■ SOURCE TEXT ■
#####
Note that any whitespace before the code block starts is removed and does not appear in the output. While I need to add that whitespace back in to validate the column numbers properly, it makes no difference to the HTML that is output. As all the whitespace occurs before the token itself starts, I decided to call this class of leaf blocks the before class.

On the other hand, example 86 shows Markdown text for an indented code block:

        foo
    bar

that produces the following HTML:

<pre><code>    foo
bar
</code></pre>

In this case, the indented code block is more aware of the whitespace that occurs before the block starts, putting it firmly in the contains class. Specifically, this class of blocks is for any leaf block where the whitespace makes up even a small part of the block itself. This is obvious with this block as the whitespace starts at column 1 but continues in the produced HTML within the <pre><code> block.

To prove that these leaf blocks are in the correct classes, I replicated the above examples, but deleted a single space character from the initial whitespace for each code block. That change did not make any difference to the fenced code block, but that change precipitated the removal of one space character from the HTML output for the indented code block. Due to that simple behavior, it was simple to place every leaf block type into one of the two classes, allowing the blocks to be mostly handled as a group of blocks instead of as individual blocks.

Aside¶

To keep things above board, there technically is a third class, but it is mostly hidden. In the case of blank lines and link reference definitions, the actual HTML output for both elements is that they are ignored. Therefore, technically the third class is for ignored tokens, but for the purposes of this classification, I assume they are in neither class.

Classifying the Blocks¶

With that newly acquired information in mind, I walked through similar examples and assigned each of the leaf tokens to one of these three classes: before, contains, or ignored.

thematic breaks: before, see example 17
atx headings: before, see example 38
setext headings: before, see example 54
indented code block: contains, see example 86
fenced code block: before, see example 106
HTML block: contains, see example 120
link reference definition: ignored, see example 162
paragraphs: before, see example 192
blank lines: ignored, but treated as contains, see example 197

Keeping Things Consistent¶

In looking at how whitespace was handled for each of the leaf block tokens, one thing did indeed stand out: I was not storing whitespace for each of the tokens in the token itself. While it was being passed down to the base class, there was not an explicit variable named extracted_whitespace for each token that stored this information. Some tokens had that variable, some did not.

While I could calculate this information on a token by token basis, it seemed simpler to add the following line:

    self.extracted_whitespace = extracted_whitespace

to each of the constructors that were not assigning the argument to a member variable. Specifically, the tokens for block quotes, list starts, indented code blocks, html blocks, and thematic breaks needed this change, and it was a very quick change to perform. The important thing about this change was that, going forward, each of the non-ignored tokens contained a variable that explicitly was there to contain any extracted whitespace. As this variable was now in most block tokens, I hoped that the group of tokens could now be processed largely as one group, instead of 11 distinct block tokens.
#####
■ WHAT THIS EXERCISE ASKS ■
1. From the text on whitespace in Markdown leaf blocks, extract the passage from "Classifying the Blocks¶" to "contains, or ignored.".
2. Rewrite the paragraph of the text on whitespace in Markdown leaf blocks that begins "To keep things above board" as a short bulleted list that keeps its main facts.
#####
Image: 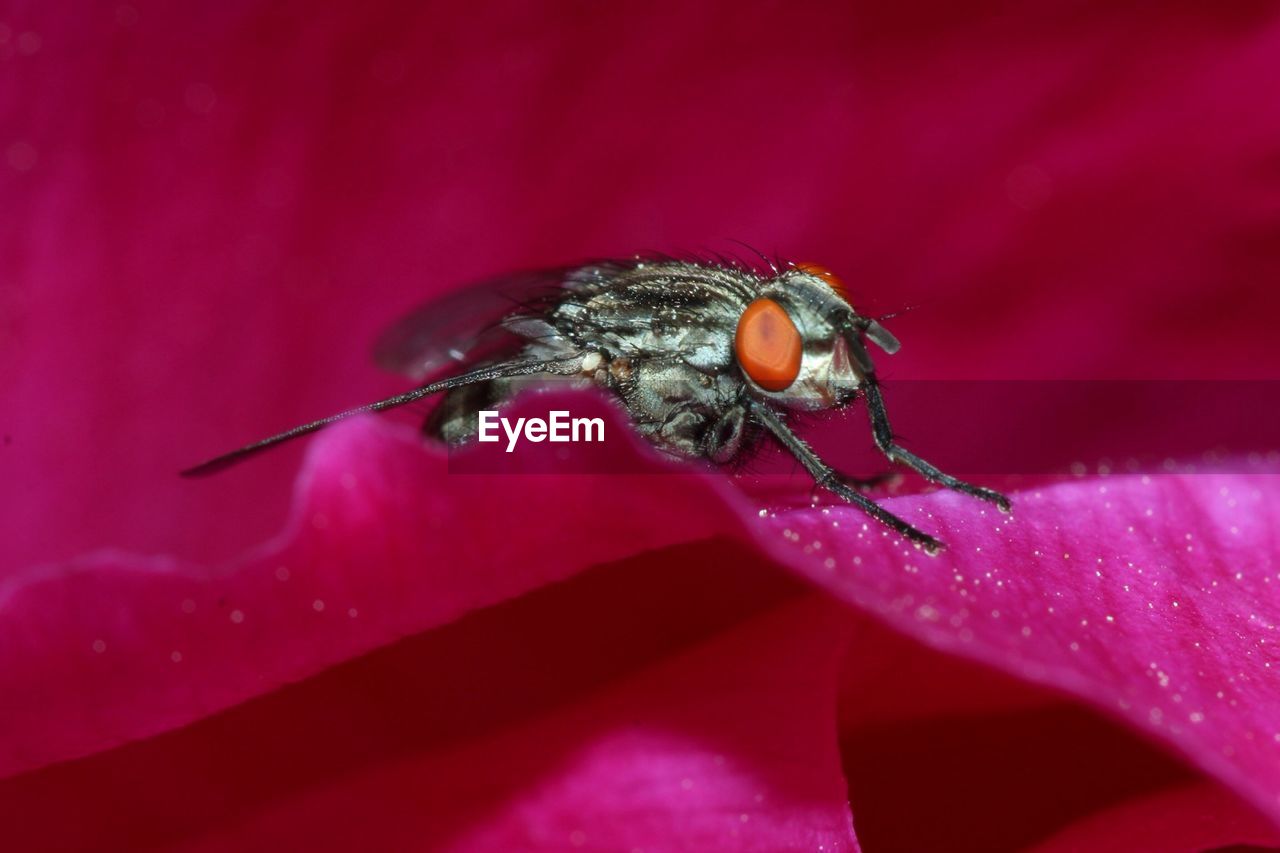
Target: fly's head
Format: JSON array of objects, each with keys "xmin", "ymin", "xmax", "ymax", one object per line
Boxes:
[{"xmin": 733, "ymin": 264, "xmax": 899, "ymax": 410}]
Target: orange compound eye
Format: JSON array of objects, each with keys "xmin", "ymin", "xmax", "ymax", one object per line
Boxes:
[
  {"xmin": 796, "ymin": 263, "xmax": 852, "ymax": 305},
  {"xmin": 733, "ymin": 297, "xmax": 804, "ymax": 391}
]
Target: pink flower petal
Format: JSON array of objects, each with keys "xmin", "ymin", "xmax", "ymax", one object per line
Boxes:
[
  {"xmin": 0, "ymin": 398, "xmax": 731, "ymax": 774},
  {"xmin": 0, "ymin": 546, "xmax": 856, "ymax": 850},
  {"xmin": 763, "ymin": 474, "xmax": 1280, "ymax": 818},
  {"xmin": 1033, "ymin": 784, "xmax": 1280, "ymax": 853}
]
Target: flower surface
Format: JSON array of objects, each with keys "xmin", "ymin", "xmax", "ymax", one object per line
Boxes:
[{"xmin": 0, "ymin": 3, "xmax": 1280, "ymax": 850}]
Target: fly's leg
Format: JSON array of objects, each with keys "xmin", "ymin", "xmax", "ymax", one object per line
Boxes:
[
  {"xmin": 750, "ymin": 401, "xmax": 942, "ymax": 553},
  {"xmin": 840, "ymin": 471, "xmax": 901, "ymax": 489},
  {"xmin": 863, "ymin": 377, "xmax": 1010, "ymax": 512}
]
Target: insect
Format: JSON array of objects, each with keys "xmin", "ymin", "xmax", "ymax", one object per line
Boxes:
[{"xmin": 183, "ymin": 256, "xmax": 1010, "ymax": 552}]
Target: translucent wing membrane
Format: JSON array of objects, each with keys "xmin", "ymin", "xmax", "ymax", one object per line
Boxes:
[{"xmin": 374, "ymin": 266, "xmax": 575, "ymax": 382}]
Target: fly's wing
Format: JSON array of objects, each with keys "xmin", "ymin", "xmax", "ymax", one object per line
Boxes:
[{"xmin": 374, "ymin": 268, "xmax": 575, "ymax": 382}]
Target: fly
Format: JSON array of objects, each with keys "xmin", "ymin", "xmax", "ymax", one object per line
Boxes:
[{"xmin": 183, "ymin": 257, "xmax": 1010, "ymax": 553}]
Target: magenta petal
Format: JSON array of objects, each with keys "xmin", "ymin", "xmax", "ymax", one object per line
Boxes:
[
  {"xmin": 167, "ymin": 597, "xmax": 858, "ymax": 850},
  {"xmin": 765, "ymin": 474, "xmax": 1280, "ymax": 817},
  {"xmin": 0, "ymin": 404, "xmax": 731, "ymax": 774},
  {"xmin": 1034, "ymin": 784, "xmax": 1280, "ymax": 853}
]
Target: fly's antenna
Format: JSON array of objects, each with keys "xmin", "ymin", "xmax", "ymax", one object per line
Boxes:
[
  {"xmin": 182, "ymin": 359, "xmax": 580, "ymax": 478},
  {"xmin": 876, "ymin": 305, "xmax": 920, "ymax": 320}
]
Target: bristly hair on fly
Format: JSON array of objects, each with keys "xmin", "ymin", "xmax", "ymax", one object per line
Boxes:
[{"xmin": 183, "ymin": 254, "xmax": 1010, "ymax": 553}]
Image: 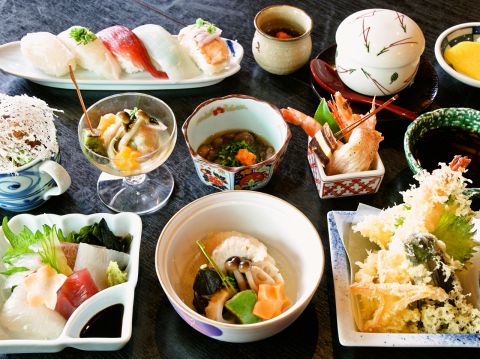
#####
■ RESPONSES IN ORDER ■
1.
Classifying the Blocks¶

With that newly acquired information in mind, I walked through similar examples and assigned each of the leaf tokens to one of these three classes: before, contains, or ignored.

2.
- A third class technically exists, but it is mostly hidden.
- Blank lines and link reference definitions are both ignored in the actual HTML output.
- This third class is technically for ignored tokens.
- For the purposes of this classification, they are assumed to be in neither class.